Passage shown:
□ □ □

Simplified grammar down to this
class_var = { kind ~ type ~ name ~ ";" }
kind = { "static" | "field" }
type = { "int" | "char" | "bool" | class_name }
class_name = {id}
name = { id }
id = { ASCII_ALPHA ~ ASCII_ALPHA* }
WHITESPACE = _{ " " | "\t" | "\n" }
trying to parse this (its a field declaration inside a class, it can either be a known type or a user defined class type)
field x f;
produces
--> 1:10
|
1 | field x f;
| ^---
|
= expected id
Works fine with
field int f;
This happens because ASCII_ALPHA
matches 'a'..'z' | 'A'..'Z'
. So while the first character of f1
is valid for id
, the second is not. You likely want to use ASCII_ALPHANUMERIC
instead for the remaining characters.

□ □ □

Records for labeling shapes:
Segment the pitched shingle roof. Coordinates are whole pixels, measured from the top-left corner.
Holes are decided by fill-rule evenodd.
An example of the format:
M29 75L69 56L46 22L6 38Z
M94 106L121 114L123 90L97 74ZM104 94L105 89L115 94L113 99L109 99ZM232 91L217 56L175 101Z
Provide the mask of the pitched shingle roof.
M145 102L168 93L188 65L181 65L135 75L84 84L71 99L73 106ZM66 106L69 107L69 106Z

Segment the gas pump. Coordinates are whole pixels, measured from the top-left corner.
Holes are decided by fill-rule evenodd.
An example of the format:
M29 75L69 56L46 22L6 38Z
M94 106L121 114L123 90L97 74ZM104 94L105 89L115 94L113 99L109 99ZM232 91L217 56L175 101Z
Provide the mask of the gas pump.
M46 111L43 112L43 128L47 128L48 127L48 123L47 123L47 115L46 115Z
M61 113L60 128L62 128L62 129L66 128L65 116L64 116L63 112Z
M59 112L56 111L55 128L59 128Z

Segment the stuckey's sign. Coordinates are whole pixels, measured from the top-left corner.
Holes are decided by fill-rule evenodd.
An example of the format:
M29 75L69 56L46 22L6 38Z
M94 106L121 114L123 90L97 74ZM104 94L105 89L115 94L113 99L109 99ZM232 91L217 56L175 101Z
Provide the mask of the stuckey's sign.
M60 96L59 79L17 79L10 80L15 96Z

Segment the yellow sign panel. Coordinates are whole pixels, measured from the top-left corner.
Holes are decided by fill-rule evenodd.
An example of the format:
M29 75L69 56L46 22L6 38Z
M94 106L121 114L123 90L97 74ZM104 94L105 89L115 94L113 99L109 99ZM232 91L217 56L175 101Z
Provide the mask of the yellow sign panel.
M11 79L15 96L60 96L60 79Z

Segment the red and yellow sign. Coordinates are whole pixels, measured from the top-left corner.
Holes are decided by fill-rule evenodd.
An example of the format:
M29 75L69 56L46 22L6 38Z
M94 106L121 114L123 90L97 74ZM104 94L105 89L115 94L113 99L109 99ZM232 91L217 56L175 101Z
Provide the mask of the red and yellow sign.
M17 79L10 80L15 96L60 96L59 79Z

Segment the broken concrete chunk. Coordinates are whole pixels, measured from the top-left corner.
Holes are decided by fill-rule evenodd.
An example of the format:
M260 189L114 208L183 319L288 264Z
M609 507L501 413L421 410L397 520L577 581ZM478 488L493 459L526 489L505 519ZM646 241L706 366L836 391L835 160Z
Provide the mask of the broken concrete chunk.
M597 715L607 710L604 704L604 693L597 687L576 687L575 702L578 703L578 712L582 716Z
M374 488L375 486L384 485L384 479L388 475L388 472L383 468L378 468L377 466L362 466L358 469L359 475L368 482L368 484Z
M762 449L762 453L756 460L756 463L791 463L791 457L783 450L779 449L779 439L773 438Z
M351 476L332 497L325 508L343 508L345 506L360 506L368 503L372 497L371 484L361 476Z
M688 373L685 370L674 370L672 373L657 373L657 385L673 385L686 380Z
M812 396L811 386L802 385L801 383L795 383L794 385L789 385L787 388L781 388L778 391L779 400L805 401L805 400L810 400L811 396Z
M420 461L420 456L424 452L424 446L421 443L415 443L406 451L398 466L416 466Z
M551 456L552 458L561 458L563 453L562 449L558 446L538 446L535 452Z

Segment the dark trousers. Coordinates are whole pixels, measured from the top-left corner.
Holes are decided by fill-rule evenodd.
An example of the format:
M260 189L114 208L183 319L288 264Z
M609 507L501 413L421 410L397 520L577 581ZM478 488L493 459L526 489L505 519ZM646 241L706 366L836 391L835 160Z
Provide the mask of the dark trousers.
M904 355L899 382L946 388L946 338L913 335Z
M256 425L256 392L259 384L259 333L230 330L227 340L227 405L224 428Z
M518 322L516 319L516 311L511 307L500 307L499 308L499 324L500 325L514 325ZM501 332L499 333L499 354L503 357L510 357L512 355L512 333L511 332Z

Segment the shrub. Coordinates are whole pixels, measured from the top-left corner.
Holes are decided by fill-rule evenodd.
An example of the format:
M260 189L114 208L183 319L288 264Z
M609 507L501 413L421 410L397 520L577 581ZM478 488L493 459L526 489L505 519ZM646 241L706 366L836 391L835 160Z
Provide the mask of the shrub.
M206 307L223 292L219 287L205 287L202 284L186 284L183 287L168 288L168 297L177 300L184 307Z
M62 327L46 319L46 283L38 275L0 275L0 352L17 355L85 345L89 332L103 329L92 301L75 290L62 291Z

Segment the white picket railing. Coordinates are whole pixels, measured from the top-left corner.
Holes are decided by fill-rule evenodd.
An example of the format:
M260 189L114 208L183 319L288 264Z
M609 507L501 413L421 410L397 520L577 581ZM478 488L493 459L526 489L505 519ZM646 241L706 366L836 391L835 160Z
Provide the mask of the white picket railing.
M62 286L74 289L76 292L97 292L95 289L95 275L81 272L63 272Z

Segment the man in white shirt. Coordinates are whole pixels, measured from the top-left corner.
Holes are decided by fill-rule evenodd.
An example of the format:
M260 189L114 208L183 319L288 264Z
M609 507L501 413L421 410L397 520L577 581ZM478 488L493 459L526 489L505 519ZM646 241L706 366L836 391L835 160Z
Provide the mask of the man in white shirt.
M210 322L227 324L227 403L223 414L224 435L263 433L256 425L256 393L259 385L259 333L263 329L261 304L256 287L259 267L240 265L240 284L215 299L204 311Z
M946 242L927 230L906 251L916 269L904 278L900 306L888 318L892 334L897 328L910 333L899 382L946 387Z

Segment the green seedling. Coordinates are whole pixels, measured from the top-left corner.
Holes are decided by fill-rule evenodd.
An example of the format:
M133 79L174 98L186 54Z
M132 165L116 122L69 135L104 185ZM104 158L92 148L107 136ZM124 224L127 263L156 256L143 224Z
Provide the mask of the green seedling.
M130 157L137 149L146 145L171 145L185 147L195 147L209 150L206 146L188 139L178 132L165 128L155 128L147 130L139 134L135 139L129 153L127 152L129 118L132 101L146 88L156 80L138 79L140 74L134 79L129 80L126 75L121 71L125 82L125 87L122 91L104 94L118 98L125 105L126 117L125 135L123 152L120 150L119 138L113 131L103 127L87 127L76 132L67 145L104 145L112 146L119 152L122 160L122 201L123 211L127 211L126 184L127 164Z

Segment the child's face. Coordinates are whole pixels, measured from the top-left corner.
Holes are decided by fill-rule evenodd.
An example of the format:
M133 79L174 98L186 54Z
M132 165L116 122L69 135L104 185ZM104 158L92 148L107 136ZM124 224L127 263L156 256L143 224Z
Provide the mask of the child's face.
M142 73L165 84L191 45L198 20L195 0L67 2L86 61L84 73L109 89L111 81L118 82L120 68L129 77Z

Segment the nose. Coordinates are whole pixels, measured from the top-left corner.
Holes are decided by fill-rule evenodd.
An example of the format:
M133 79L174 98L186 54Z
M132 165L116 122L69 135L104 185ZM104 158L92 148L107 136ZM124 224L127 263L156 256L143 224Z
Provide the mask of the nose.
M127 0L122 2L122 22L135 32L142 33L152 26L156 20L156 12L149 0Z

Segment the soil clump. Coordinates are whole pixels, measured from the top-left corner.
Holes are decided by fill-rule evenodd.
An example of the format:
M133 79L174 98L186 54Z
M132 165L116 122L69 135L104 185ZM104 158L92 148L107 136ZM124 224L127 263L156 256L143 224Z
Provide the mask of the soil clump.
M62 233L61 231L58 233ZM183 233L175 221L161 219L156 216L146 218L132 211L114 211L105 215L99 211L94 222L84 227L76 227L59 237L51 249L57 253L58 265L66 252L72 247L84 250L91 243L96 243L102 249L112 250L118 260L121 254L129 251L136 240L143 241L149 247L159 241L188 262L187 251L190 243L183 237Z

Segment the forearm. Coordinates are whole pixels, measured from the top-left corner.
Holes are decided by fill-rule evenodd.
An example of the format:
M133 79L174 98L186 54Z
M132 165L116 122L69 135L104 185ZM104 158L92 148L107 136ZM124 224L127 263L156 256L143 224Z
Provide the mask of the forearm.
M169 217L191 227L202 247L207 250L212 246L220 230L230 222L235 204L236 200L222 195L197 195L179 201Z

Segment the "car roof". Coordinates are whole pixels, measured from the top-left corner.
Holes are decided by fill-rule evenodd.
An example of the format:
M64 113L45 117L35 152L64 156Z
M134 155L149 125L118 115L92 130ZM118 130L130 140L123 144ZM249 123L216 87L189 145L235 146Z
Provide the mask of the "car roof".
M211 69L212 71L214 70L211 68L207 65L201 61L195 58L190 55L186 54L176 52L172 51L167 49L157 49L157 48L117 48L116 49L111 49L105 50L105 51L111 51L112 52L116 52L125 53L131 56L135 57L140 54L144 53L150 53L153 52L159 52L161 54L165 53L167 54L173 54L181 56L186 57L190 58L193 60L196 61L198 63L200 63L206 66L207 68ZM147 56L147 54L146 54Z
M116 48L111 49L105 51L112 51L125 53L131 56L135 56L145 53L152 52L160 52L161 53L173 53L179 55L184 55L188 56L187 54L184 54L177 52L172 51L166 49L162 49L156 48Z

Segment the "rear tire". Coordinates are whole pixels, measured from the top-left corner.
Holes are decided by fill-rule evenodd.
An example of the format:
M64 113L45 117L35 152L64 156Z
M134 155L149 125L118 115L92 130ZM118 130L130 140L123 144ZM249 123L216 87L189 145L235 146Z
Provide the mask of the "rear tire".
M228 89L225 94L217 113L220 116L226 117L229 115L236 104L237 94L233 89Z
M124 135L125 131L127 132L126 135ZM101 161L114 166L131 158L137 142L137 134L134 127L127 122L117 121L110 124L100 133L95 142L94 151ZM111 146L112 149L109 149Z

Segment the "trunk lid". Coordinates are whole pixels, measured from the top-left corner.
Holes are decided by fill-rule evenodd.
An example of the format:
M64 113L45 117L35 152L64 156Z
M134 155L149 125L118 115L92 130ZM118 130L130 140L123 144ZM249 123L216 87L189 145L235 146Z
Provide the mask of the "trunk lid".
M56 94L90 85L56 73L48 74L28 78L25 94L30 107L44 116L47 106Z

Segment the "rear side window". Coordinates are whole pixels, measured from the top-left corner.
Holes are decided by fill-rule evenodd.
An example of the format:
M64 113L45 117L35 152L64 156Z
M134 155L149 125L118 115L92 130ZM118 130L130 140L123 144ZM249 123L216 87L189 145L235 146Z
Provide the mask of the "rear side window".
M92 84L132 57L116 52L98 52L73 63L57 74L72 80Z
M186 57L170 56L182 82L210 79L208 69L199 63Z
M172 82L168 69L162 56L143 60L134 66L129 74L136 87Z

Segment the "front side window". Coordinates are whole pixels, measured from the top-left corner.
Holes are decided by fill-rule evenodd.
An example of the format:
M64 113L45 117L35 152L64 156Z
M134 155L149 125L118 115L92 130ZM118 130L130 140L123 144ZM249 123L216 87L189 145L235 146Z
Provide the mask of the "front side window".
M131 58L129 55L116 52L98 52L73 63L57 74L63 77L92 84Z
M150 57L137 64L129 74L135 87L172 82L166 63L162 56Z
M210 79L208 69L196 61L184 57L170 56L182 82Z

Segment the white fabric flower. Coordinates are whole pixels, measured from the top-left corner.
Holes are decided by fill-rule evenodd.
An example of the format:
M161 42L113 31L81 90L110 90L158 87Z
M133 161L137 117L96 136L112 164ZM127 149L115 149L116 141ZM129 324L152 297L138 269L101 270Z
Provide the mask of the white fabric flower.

□ □ □

The task: Pick up the forum thread about the parser grammar after its final sentence and carry it on.

Exercise response:
id = { ASCII_ALPHA ~ ASCII_ALPHANUMERIC* }
Additionally, you should consider making this rule atomic.
If you want to be extra complete, you might even want to consider using the XID_START
and XID_CONTINUE
Unicode character groups instead. They were created for this exact purpose and distinguish between all of the non-ascii characters.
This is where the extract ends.